Acción requerida –
Indique si cada afirmación concuerda con el texto sobre el ombú y respalde cada respuesta (sí o no) con la cita literal que lo decide: 1. El ombú se encuentra al inicio del camino por el boulevard de la avenida Goyeneche. 2. El árbol todavía conservaba algunas hojas verdes. 3. Quien narra se acercó a tocar el árbol.

Texto de estudio –
++++++++++++++++++++

La segunda fue la vista de un ombú muy grande que está en el inicio de mi camino por el boulevard de la avenida Goyeneche. Odio el nombre de la avenida Goyeneche. El árbol estaba enfermo. Lo había notado un tiempo atrás. Lo encontré talado, las ramas amputadas, ni una hoja verde, ni un brote. Parecía un cuerpo sin brazos, un esclavo de Miguel Ángel, puro torso. Me acerqué a tocarlo, a mirar los muñones. Me pareció que está muerto, seco, leñoso. Todo.

++++++++++++++++++++

Datos registrados –
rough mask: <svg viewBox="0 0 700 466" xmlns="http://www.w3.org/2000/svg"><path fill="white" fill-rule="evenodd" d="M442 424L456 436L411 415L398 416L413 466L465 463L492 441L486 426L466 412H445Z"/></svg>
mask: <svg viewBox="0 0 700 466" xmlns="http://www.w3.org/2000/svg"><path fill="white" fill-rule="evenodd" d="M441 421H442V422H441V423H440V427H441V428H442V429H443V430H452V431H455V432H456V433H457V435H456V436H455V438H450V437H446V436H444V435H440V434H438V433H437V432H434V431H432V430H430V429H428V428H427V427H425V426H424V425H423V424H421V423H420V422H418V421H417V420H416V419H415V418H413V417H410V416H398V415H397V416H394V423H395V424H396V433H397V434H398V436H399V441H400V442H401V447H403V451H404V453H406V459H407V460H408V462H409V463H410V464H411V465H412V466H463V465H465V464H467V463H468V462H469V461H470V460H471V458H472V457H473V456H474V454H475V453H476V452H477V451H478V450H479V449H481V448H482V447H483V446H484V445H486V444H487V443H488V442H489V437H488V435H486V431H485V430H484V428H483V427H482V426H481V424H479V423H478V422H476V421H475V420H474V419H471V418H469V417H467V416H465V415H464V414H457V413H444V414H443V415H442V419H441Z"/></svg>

++++++++++++++++++++

Resultado –
1. Sí: «un ombú muy grande que está en el inicio de mi camino por el boulevard de la avenida Goyeneche».
2. No: «ni una hoja verde, ni un brote».
3. Sí: «Me acerqué a tocarlo».